- Exercise task
Copy out the lines of the material below, starting with the line that contains "Where can the test tube be" and continuing through the end of the material, with no changes.

(Material from a data source)

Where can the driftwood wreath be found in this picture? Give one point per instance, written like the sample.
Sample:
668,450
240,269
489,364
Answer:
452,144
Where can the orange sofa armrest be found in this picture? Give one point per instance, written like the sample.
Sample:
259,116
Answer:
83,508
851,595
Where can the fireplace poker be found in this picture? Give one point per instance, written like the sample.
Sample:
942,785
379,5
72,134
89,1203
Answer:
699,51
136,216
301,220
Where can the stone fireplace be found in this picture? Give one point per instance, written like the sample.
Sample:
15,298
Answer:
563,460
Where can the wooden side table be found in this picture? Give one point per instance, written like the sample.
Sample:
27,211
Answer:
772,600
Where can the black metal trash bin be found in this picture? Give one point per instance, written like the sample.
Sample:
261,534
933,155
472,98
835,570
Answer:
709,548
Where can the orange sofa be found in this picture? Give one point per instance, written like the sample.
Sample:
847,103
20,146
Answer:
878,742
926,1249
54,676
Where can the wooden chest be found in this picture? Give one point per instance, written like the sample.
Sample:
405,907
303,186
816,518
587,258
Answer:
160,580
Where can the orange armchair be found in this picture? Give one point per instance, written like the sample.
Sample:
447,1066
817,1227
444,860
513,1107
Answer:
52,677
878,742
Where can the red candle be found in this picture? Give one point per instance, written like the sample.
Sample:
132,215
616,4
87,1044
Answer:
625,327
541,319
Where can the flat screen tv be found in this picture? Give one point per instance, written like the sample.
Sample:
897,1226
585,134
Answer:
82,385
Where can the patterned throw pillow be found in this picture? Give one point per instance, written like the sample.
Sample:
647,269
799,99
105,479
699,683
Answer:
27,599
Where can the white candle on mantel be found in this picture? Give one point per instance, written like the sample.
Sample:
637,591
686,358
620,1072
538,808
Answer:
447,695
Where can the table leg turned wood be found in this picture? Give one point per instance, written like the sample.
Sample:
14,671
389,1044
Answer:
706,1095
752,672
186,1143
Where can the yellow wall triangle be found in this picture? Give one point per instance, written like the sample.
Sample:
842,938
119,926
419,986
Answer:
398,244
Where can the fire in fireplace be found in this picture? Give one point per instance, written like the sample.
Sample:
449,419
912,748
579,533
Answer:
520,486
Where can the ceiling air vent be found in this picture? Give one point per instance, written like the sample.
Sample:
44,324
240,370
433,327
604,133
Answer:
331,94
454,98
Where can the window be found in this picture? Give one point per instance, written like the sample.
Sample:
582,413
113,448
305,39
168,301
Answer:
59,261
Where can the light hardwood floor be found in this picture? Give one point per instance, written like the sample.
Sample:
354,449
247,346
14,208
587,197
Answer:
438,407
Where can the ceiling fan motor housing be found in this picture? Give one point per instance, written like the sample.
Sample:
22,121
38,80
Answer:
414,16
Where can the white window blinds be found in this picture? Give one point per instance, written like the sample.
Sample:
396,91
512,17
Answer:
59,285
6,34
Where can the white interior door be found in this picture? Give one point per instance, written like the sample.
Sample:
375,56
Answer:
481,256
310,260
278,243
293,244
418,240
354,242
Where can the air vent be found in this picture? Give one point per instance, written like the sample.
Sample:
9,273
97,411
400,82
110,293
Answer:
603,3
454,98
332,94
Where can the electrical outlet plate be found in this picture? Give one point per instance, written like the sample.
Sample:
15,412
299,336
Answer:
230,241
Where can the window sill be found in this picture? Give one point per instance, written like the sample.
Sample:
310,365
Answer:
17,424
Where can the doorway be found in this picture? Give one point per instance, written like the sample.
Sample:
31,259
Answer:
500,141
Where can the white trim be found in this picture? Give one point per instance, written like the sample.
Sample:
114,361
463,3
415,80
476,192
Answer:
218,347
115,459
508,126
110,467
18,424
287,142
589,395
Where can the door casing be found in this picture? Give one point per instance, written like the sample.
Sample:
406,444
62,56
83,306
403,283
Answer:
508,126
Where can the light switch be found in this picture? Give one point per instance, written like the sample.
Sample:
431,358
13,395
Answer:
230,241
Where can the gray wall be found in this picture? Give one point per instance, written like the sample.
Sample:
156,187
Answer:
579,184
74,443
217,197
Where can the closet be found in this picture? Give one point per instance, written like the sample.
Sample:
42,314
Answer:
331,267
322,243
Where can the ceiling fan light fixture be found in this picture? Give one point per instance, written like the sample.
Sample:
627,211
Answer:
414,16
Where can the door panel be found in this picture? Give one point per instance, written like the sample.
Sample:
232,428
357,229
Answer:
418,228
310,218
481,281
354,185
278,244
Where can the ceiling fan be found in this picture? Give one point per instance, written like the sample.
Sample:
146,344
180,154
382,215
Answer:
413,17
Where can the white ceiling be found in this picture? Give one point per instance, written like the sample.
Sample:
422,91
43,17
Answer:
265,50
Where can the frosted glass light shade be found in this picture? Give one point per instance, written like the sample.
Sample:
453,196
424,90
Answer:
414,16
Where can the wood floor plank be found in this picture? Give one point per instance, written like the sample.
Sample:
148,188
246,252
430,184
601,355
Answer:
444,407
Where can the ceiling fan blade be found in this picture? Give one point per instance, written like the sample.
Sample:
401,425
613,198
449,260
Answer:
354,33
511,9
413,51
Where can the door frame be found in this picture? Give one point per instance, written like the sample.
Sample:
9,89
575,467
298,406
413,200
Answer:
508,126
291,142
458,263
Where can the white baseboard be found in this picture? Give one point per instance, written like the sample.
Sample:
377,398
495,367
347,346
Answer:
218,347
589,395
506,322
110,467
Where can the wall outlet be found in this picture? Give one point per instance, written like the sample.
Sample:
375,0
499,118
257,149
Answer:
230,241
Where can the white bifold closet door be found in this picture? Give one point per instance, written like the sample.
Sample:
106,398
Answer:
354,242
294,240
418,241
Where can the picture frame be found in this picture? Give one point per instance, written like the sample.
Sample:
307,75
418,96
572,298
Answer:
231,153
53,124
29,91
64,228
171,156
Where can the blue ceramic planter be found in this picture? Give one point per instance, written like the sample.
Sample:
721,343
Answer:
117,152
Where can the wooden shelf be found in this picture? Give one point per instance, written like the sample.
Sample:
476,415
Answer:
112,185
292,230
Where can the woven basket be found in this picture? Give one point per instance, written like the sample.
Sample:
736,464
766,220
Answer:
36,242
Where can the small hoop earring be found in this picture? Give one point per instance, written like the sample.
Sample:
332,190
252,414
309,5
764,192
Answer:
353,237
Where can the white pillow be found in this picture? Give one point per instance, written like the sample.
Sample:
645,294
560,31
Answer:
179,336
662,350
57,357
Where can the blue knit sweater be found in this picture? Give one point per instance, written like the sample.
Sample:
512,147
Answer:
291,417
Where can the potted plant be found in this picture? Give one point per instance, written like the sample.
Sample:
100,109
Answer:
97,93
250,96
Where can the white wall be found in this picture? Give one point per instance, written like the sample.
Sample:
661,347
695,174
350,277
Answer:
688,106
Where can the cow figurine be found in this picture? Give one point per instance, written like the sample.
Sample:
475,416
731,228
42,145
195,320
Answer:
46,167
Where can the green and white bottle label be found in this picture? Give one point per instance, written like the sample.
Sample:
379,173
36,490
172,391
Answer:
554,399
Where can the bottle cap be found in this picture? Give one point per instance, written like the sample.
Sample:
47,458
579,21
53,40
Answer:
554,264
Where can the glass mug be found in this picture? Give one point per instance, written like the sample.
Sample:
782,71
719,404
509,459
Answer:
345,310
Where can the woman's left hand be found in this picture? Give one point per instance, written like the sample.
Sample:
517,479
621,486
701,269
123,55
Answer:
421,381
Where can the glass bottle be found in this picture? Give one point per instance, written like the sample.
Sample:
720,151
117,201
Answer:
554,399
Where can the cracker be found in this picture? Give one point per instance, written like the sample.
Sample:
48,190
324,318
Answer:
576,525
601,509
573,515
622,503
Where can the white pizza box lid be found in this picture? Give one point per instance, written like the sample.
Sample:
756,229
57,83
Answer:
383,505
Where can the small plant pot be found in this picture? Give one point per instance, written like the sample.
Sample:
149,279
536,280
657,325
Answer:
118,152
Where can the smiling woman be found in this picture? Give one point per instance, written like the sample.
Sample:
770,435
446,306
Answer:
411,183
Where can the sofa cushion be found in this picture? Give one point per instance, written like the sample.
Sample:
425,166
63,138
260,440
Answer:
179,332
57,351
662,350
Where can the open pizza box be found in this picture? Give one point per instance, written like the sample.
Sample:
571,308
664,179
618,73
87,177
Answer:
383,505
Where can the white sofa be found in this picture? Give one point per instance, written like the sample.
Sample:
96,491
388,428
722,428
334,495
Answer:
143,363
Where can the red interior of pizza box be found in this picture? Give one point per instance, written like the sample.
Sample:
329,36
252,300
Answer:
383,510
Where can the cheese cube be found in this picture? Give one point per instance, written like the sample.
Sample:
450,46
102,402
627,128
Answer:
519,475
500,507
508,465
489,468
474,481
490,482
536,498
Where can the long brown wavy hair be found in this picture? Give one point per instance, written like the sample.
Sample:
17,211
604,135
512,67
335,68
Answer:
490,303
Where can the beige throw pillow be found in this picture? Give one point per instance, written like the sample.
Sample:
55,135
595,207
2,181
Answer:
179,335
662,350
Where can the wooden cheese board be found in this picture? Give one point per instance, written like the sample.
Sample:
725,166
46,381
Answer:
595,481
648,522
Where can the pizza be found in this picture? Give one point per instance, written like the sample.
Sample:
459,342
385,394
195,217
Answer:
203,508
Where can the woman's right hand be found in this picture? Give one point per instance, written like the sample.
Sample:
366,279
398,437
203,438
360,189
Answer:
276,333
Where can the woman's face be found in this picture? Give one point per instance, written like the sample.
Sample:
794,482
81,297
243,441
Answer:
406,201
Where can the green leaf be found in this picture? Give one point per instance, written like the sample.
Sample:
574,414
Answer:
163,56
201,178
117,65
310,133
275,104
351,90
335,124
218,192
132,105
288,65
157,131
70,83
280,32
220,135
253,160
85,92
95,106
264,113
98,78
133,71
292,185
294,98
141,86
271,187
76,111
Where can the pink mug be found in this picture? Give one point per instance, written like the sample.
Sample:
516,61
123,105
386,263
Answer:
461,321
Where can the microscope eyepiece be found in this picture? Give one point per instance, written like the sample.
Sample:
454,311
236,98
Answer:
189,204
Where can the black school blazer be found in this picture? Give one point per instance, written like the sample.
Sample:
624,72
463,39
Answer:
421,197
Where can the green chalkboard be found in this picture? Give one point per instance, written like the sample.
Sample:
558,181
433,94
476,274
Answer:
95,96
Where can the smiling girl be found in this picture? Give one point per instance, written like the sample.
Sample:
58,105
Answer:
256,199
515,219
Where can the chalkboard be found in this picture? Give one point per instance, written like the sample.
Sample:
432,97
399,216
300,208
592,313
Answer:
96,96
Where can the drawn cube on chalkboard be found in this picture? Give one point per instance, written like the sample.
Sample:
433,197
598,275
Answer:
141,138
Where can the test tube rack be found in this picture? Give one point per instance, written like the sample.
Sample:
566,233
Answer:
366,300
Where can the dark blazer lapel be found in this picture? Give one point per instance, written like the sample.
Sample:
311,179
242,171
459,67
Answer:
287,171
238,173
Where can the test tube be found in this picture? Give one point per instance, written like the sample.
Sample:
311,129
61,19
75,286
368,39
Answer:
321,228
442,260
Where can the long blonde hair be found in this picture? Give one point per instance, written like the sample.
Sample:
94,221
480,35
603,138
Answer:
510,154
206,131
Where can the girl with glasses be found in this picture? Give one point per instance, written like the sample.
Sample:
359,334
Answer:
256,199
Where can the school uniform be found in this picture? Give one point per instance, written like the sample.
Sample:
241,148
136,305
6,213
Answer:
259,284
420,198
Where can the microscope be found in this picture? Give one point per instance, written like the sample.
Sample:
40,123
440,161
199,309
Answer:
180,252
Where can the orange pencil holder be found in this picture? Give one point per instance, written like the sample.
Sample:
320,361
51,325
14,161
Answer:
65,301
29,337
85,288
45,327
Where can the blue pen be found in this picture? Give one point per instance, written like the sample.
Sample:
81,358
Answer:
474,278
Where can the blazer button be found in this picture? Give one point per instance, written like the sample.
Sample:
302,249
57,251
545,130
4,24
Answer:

- Solution
Where can the test tube be found in this picture? Give one point per instance, written like the sample.
Sample:
311,129
61,19
75,286
368,39
Answer:
321,228
442,260
Where can the long blonde hair be found in this picture? Give one point per instance, written like the sample.
Sample:
94,221
480,35
603,138
Answer:
510,154
206,131
Where can the girl with glasses be found in this picture? Give one point per instance, written like the sample.
Sample:
359,334
Answer:
256,199
Where can the school uniform be found in this picture? Give one point per instance, written like the sample.
Sample:
241,148
136,305
6,213
Answer:
259,284
420,198
Where can the microscope be found in this picture? Give one point per instance, written like the sample.
Sample:
40,123
440,161
199,309
Answer:
180,252
Where can the orange pencil holder be found in this picture? Give one point per instance, written like the sample.
Sample:
320,361
51,325
14,161
Answer:
65,301
29,337
85,288
45,327
Where can the blue pen be found in this picture? Give one point per instance, written like the sample.
Sample:
81,358
Answer:
474,278
Where can the blazer button be found in this picture? Give one point per instance, written like the sample.
Sample:
302,249
57,251
545,130
4,24
Answer:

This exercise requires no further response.